(Pointing records)

# # # # #

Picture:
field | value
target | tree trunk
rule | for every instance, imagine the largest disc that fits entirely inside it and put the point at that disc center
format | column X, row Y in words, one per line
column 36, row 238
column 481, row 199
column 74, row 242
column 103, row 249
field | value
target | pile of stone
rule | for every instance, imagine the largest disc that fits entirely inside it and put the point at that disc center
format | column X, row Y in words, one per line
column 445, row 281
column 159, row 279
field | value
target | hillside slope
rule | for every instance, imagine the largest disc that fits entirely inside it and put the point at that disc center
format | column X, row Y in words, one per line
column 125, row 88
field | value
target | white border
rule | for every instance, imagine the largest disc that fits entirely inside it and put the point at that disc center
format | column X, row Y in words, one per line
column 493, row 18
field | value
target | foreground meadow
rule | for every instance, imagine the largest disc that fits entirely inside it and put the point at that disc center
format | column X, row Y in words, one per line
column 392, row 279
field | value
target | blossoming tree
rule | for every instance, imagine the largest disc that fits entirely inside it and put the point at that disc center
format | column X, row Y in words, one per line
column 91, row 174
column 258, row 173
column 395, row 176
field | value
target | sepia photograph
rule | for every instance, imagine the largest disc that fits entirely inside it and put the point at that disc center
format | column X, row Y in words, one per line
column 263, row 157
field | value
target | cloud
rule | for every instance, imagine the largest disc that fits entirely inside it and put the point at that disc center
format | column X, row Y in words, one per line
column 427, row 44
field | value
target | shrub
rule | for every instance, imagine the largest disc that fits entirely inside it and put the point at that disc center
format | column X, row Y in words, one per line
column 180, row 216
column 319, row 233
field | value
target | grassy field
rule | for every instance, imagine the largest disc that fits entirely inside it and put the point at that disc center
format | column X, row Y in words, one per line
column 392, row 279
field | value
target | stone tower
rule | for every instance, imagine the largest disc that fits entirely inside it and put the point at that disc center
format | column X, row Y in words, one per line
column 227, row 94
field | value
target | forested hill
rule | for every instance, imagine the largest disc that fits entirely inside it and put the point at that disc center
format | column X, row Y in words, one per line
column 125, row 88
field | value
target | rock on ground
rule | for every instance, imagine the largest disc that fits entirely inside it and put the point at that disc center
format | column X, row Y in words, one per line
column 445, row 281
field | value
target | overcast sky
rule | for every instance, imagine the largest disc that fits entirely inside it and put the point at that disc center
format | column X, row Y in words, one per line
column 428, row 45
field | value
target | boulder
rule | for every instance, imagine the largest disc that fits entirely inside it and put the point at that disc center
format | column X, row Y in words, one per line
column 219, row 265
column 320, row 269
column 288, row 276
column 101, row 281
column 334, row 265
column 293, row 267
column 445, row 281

# # # # #

## Stated exercise
Please reproduce all of the data above line for line, changing nothing.

## Answer to the problem
Picture:
field | value
target | tree trunk
rule | for every instance, imagine the largest disc that fits entirely inside it and put the point at that disc center
format | column X, row Y in words, one per line
column 36, row 238
column 481, row 199
column 74, row 242
column 103, row 249
field | value
target | pile of stone
rule | for every instance, imagine the largest disc that fits entirely inside it and put the point at that disc center
format | column X, row Y in words, one per line
column 445, row 281
column 159, row 279
field | value
target | hillside slope
rule | for every instance, imagine the largest disc that fits entirely inside it and put the point at that disc center
format | column X, row Y in words, one per line
column 125, row 88
field | value
target | white border
rule | for every instance, imagine the largest disc that fits entirely inside it and put the point at that disc center
format | column X, row Y in words, one per line
column 493, row 18
field | value
target | foreground meadow
rule | for every instance, imagine the largest disc that fits entirely inside it and put the point at that disc center
format | column X, row Y in words, one per line
column 392, row 279
field | value
target | blossoming tree
rule | for every instance, imagine the largest disc that fits entirely inside it and put the point at that disc center
format | column X, row Y in words, one per line
column 91, row 174
column 258, row 173
column 395, row 176
field | value
target | sepia photograph
rule | for every instance, imagine the largest disc that fits entirely inside it and put the point at that disc center
format | column X, row Y in words, one per line
column 263, row 157
field | value
target | cloud
rule | for every instance, imagine the largest disc that fits entirely inside it and put the point at that disc center
format | column X, row Y in words, one per line
column 427, row 44
field | value
target | shrub
rule | for every instance, imagine the largest disc that fits entirely inside it and put the point at that disc center
format | column X, row Y in words, one per line
column 180, row 216
column 319, row 233
field | value
target | grassy field
rule | for every instance, imagine the largest disc that fits entirely inside it and put the point at that disc center
format | column X, row Y in words, one per line
column 392, row 279
field | value
target | stone tower
rule | for every instance, imagine the largest disc that fits entirely inside it and put the point at that disc center
format | column X, row Y in words, one per line
column 227, row 94
field | value
target | forested hill
rule | for every instance, imagine the largest disc that fits entirely inside it and put the point at that disc center
format | column X, row Y in words, one per line
column 125, row 88
field | value
target | rock on ground
rule | for every instance, imagine the largest disc that fits entirely inside it and put the point at that disc center
format | column X, row Y in words, one per line
column 445, row 281
field | value
target | overcast sky
rule | for every instance, imagine the largest disc that fits entirely inside it and put the point at that disc center
format | column X, row Y in words, one per line
column 428, row 45
field | value
target | boulder
rule | for every instance, imagine the largest disc that fits entirely inside it and put the point at that disc center
format | column X, row Y in words, one per line
column 219, row 265
column 320, row 269
column 288, row 276
column 101, row 281
column 334, row 265
column 293, row 267
column 445, row 281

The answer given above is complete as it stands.